(REQUIRED WORK) Reproduce the listing below word for word, starting at its first line and ending with the line that contains "[50,0,138,87]", with both of those lines included.

Saved listing:

------------------------

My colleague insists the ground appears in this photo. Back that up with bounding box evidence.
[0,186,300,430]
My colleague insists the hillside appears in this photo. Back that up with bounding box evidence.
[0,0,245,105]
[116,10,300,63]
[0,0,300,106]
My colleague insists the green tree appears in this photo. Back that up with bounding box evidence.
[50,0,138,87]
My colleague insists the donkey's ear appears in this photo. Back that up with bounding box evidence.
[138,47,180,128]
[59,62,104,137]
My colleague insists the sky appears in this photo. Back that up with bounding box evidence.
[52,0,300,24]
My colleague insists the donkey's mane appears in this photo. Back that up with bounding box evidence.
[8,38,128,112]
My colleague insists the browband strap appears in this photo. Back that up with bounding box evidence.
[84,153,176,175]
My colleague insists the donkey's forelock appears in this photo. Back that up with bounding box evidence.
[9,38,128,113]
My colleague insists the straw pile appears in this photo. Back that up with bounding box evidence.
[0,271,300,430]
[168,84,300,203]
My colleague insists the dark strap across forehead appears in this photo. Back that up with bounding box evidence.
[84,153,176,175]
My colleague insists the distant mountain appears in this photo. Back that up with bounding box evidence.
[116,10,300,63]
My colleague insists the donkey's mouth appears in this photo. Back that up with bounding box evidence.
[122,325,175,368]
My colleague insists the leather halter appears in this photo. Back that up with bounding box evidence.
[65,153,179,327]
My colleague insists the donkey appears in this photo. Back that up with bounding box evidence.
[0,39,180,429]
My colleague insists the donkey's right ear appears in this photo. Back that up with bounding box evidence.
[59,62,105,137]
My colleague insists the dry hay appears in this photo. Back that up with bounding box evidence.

------------------------

(SOLUTION)
My colleague insists the ground appears in this photo. Back that up with bounding box evidence.
[0,186,300,430]
My colleague insists the hillside appears in this photo. Back that up with bounding box evidence.
[0,0,245,105]
[116,10,300,63]
[0,0,300,106]
My colleague insists the green tree appears in this photo. Back that up with bounding box evidence.
[50,0,138,87]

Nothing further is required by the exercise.